--- Begin Data provided ---

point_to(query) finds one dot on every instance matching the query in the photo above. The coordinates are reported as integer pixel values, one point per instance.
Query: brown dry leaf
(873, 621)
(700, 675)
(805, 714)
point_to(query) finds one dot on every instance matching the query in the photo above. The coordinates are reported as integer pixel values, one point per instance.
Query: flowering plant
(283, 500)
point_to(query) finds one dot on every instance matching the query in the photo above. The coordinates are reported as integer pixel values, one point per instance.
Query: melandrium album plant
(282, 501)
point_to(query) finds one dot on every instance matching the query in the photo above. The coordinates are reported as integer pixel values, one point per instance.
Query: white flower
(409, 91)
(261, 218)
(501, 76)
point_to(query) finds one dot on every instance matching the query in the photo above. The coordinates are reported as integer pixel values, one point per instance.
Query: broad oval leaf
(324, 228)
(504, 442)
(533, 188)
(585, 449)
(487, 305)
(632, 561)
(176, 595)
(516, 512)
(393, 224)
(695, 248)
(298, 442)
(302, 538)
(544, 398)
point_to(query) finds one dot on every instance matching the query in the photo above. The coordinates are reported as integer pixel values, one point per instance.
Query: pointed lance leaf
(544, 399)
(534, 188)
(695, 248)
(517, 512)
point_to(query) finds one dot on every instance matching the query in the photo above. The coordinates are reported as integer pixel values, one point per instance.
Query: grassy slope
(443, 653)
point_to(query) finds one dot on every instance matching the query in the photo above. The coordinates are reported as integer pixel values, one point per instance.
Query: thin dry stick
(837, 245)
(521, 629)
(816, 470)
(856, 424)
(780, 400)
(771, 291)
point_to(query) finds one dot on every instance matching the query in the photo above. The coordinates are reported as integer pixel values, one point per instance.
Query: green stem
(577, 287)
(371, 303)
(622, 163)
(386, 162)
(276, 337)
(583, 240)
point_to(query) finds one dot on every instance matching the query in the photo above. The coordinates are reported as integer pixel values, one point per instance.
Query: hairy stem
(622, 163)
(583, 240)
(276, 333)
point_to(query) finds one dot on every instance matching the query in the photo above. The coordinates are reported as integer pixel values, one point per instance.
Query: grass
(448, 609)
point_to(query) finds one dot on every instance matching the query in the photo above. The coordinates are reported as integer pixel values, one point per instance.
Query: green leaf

--- End Data provided ---
--- Begin Data provided ---

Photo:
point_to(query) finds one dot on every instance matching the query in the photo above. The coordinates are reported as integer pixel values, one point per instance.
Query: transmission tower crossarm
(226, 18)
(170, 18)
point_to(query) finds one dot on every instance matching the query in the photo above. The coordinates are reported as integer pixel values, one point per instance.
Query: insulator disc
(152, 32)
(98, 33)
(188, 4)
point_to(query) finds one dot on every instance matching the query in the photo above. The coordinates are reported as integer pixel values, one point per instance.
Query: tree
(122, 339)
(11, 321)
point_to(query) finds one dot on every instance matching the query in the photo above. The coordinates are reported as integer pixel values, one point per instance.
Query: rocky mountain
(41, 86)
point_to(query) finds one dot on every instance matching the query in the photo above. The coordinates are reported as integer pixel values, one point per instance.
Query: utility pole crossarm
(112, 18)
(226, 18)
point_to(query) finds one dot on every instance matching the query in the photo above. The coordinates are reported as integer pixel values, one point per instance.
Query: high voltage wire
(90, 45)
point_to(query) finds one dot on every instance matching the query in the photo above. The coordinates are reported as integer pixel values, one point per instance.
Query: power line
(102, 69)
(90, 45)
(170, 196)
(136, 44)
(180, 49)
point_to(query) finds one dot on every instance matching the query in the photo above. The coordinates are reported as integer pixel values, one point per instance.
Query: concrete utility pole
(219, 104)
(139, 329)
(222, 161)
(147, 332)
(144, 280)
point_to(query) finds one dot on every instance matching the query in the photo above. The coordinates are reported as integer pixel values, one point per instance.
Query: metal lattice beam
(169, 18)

--- End Data provided ---

Identify every line of the data above that contains the string "utility" and copy each such line in full. Matching is case-sensitive.

▸ Full output:
Query: utility pole crossarm
Query: concrete utility pole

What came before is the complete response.